▶ Source extract:
·····

Re: [ansible-project] EC2 Rolling Deploy with an ASG

Ben Whaley Mon, 24 Nov 2014 09:56:00 -0800

Opened issue 383. Thanks again.

https://github.com/ansible/ansible-modules-core/issues/383


- Ben

On Monday, November 24, 2014 9:49:45 AM UTC-8, James Martin wrote:
>
> Hmm..  I wonder if we need to have the ec2_asg module to wait for the 
> healthCheckGracePeriod to expire before checking the instance health 
> (assuming that it is an ELB health check type).  Even with a health check 
> grace period of one, there is a chance that the instance can become healthy 
> in that time.  Can you please open a bug on 
> github.com/ansible/ansible-modules-core to track this?  
>
> Thanks,
>
> James
>
> On Monday, November 24, 2014 12:44:21 PM UTC-5, Ben Whaley wrote:
>>
>> Hi James,
>>
>> Thanks for your reply.
>>
>> Interesting point about the HealthCheckGracePeriod option. I wasn't aware 
>> of its role here. I am indeed using it, in fact according to the docs it is 
>> a required option for ELB health checks. I had it set to 180, and I just 
>> tried it with lower values of 10 and 1 second. In both cases the behavior 
>> is the same: the autoscale group considers the instances healthy (because 
>> of the grace period, even at the lower value) and as a result ansible moves 
>> on before the instances are InService in the ELB. Even with the 
>> HealthCheckGracePeriod at the lowest possible value of 1 second, a race 
>> exists between the module's health check and the ELB grace period.
>>
>> I've worked around this for now with a script that does the following:
>> - Find the instances in the ASG
>> - Check the ELB to determine if they are healthy or not
>> - Exit 1 if not, 0 if yes
>>
>> Then I use an ansible task with an "until" loop to check the return code. 
>> The script is here:
>>
>> https://gist.github.com/anonymous/05e99828848ee565ed33
>>
>> Happy to work this in to an ansible module if you think this is useful. 
>> Or did I misunderstand the point about the health check grace period?
>>
>> Thanks,
>> Ben
>>
>>
>> On Monday, November 24, 2014 7:25:58 AM UTC-8, James Martin wrote:
>>>
>>> Ben,
>>>
>>> Thanks for the question.    Considering this: 
>>> http://docs.aws.amazon.com/AutoScaling/latest/DeveloperGuide/as-add-elb-healthcheck.html,
>>>  
>>>   "Auto Scaling marks an instance unhealthy if the calls to the Amazon EC2 
>>> action DescribeInstanceStatus return any state other than running, the 
>>> system status shows impaired, or the calls to Elastic Load Balancing action 
>>> DescribeInstanceHealth returns OutOfService in the instance state field."

·····

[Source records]
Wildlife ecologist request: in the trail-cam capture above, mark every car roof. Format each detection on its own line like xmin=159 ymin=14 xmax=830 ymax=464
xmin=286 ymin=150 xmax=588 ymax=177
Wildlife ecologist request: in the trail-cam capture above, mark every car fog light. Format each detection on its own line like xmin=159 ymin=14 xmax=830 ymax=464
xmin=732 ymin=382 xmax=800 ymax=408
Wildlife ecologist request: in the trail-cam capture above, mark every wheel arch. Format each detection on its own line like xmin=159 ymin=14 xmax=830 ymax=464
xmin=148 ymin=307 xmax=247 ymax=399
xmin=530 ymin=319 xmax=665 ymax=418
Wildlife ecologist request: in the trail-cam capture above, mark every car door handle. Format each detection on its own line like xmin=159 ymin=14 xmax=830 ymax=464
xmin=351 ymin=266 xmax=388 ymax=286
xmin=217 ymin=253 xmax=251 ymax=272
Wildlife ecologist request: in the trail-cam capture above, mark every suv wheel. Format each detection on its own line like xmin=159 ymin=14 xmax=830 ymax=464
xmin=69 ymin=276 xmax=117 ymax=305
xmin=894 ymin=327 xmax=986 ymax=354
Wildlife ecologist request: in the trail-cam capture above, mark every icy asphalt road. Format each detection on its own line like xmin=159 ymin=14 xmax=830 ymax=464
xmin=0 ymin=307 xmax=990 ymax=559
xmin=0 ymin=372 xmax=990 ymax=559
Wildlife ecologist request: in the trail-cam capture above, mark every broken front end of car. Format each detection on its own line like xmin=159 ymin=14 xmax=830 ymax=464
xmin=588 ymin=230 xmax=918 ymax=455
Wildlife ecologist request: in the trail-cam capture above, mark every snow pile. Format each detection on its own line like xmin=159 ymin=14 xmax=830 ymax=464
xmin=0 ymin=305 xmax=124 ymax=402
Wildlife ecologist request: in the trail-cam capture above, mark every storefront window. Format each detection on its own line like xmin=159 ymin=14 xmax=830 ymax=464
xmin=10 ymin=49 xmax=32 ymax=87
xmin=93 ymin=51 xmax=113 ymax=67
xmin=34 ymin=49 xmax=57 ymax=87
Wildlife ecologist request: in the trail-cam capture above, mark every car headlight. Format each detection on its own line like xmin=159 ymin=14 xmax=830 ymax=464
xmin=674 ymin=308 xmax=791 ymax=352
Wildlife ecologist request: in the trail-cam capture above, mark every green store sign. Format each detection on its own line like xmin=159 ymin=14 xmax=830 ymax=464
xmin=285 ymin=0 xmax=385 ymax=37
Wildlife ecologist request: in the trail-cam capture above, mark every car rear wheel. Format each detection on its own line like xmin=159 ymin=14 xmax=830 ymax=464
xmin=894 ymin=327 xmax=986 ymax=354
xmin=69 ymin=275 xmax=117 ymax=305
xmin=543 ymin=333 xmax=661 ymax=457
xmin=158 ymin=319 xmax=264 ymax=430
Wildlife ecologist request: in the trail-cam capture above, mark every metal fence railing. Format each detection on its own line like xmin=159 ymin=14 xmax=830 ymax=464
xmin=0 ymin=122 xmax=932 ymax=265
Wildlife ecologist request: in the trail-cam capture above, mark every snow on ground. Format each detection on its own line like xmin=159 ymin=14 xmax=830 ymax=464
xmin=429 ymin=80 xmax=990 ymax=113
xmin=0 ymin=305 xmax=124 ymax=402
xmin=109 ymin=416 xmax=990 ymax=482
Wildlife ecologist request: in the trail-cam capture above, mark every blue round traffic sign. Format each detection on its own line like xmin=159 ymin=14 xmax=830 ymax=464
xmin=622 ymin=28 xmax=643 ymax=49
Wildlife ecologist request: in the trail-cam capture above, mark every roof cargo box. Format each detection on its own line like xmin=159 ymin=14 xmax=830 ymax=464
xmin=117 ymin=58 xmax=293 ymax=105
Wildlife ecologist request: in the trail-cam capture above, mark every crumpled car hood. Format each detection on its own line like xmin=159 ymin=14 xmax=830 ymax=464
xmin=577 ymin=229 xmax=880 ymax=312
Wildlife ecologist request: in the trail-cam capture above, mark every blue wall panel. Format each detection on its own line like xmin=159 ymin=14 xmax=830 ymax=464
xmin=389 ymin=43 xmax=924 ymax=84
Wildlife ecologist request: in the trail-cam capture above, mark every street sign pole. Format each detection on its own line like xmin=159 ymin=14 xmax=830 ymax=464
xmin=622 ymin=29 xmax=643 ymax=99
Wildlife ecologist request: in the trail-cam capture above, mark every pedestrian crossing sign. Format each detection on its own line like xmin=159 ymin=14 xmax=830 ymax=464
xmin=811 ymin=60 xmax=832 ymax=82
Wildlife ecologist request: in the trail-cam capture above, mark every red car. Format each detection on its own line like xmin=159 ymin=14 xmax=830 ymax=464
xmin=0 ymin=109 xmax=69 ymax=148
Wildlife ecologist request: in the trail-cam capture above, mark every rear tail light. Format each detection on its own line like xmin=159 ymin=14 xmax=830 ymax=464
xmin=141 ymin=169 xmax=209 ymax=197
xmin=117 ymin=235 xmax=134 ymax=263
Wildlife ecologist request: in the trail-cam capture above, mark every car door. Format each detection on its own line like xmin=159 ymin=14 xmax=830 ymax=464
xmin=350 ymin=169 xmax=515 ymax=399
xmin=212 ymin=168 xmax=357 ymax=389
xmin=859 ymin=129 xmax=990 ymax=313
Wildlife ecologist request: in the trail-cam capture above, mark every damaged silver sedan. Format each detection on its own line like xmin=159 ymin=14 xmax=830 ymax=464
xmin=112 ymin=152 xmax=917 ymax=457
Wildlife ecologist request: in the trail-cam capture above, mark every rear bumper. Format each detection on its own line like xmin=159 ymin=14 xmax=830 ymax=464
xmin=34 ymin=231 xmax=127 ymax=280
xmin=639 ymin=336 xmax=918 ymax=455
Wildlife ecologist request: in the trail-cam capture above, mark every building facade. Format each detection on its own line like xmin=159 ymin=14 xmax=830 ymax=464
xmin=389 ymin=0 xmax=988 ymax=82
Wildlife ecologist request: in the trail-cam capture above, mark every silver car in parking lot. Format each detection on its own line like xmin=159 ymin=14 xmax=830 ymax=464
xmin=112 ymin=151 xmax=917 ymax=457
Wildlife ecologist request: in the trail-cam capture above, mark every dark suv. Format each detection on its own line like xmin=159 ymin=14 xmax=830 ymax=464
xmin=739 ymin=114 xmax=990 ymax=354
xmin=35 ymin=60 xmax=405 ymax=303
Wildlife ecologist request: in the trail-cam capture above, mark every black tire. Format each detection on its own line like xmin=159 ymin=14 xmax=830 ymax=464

·····

▶ What the task asks: List each step performed by the workaround script that Ben describes in the EC2 rolling-deploy thread.

▶ Complete output:
- Find the instances in the ASG
- Check the ELB to determine if they are healthy or not
- Exit 1 if not, 0 if yes